Objective: Print word for word the passage of the podcast interview transcript below that opens with the words "We chat with" and closes with "the company today?".

Text provided:

—————

We chat with David Mendlewicz, co-founder & CEO of Butterfly, an HR platform that gives managers real time insight on how their team members are feeling and provides avenues for direct and timely feedback. David discusses his journey as a founder, the growth of HR tech, the role of AI in transforming the people industry, advice for global HR teams and more.
For more information about Fusemachines, please visit https://www.fusemachines.com
For information on Butterfly.ai: https://www.butterfly.ai
Music: Welcome to the Show by Kevin MacLeod Link: https://incompetech.filmmusic.io/song/4614-welcome-to-the-show License: https://filmmusic.io/standard-license
What do you do for the company today?
Yeah, so I'm actually the Director of People at Fusemachines. So I do pretty much everything that falls under that umbrella. So I actually started at Fusemachines, five and a half years ago, it's crazy to think that it's been that long, but like half a decade, it's been my first job since I graduated from college in 2017. And when I joined the company, I actually joined as Sameer's executive assistant. And then over the years, I've just slowly taken on more and more responsibilities, and you know, just doing everything that needs to be done with people and the company, it's been great.
Good for you, it seems that you made yourself valuable for the company and get your own gig. That's good.
I try to be I try to be I think, Fusemachines in so many ways. I feel like it was just part of like my destiny to find this company. Like, sometimes, like, I can't believe it, like, you know, obviously, there have been really tough times, like, you know, your first job out of college and starting your career, there's so much that you're learning about yourself, and like, you know, the people around you. And I'm actually from southern Ohio, which is like the exact opposite of New York. And when I moved to New York, I met everybody at Fusemachines, and it was just immediately like, meeting people that I connected with and respected. And, you know, I feel like I've been given the space to grow as a professional person in the workforce, and also like, personally in the world. So yeah, it's been a great experience.
Good for you, good for you.
And what about you? I would love to hear more about, you know, your experience with Butterfly and how you got started as a founder.

—————

Given data:
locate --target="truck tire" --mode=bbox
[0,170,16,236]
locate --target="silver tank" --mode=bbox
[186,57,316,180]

—————

Exercise answer:
We chat with David Mendlewicz, co-founder & CEO of Butterfly, an HR platform that gives managers real time insight on how their team members are feeling and provides avenues for direct and timely feedback. David discusses his journey as a founder, the growth of HR tech, the role of AI in transforming the people industry, advice for global HR teams and more.
For more information about Fusemachines, please visit https://www.fusemachines.com
For information on Butterfly.ai: https://www.butterfly.ai
Music: Welcome to the Show by Kevin MacLeod Link: https://incompetech.filmmusic.io/song/4614-welcome-to-the-show License: https://filmmusic.io/standard-license
What do you do for the company today?